▸ **AIM**
Rewrite the stretch of records from the line containing "bird's beak, given" through the line containing "[[481, 145]]", both ends included, keeping the requests unchanged. Shift each point coordinate in the answers by adding 149 to every x and y value.

▸ **MATERIAL FOR THE TASK**
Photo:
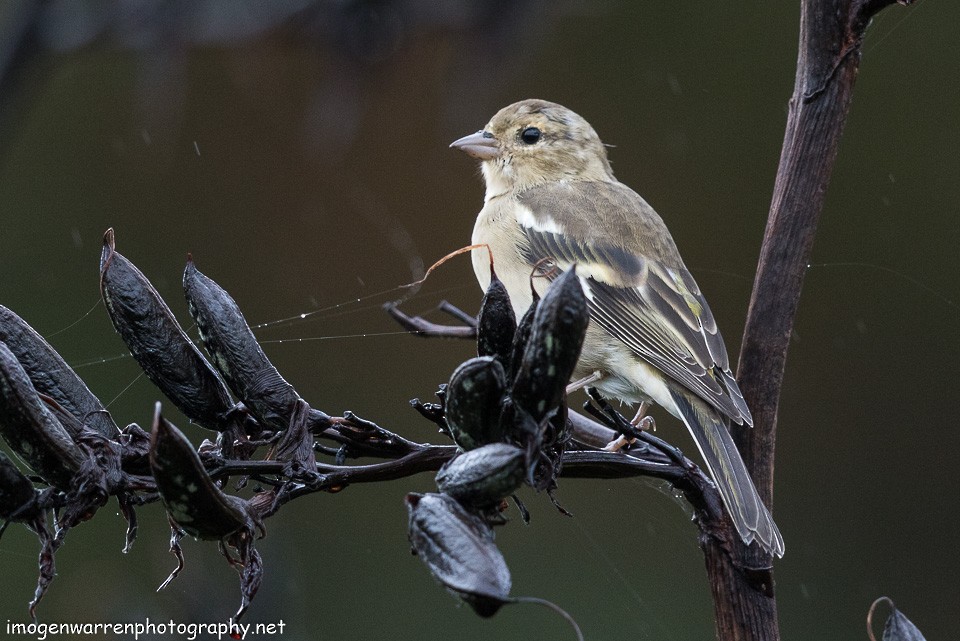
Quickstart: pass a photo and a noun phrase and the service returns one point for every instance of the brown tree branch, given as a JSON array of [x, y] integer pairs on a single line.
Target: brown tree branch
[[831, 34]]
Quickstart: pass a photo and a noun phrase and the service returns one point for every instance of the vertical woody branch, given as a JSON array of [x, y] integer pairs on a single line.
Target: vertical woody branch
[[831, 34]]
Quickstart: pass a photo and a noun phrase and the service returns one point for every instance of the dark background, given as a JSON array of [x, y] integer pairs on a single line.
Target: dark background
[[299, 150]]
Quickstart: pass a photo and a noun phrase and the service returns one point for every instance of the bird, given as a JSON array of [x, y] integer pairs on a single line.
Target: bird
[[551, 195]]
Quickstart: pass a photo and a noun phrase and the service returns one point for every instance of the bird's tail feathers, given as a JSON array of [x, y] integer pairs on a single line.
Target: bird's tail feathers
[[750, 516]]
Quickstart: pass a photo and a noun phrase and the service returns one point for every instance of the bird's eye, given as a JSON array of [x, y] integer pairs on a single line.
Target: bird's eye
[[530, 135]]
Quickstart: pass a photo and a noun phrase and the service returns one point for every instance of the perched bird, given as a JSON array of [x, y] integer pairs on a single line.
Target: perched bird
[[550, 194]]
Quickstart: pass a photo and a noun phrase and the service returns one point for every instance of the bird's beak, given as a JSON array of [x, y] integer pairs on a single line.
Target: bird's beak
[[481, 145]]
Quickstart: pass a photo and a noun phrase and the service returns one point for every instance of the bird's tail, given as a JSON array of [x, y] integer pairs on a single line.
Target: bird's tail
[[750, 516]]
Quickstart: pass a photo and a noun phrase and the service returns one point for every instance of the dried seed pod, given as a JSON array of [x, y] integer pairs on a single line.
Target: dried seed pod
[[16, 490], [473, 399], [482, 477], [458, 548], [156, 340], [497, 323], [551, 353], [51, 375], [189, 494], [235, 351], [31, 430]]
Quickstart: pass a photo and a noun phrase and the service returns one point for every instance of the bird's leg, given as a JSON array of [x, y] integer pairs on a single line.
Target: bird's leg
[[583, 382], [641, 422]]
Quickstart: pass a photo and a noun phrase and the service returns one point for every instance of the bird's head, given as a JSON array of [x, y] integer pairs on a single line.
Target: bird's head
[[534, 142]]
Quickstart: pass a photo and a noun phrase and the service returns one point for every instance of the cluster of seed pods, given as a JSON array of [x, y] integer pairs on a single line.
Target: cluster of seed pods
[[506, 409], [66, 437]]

▸ **OUTPUT OF THE EXERCISE**
Quickstart: pass a photo and a noun phrase and the service returns one point for every instance of the bird's beak, given as a JSON array of [x, y] integer pairs on a single line.
Target: bird's beak
[[630, 294]]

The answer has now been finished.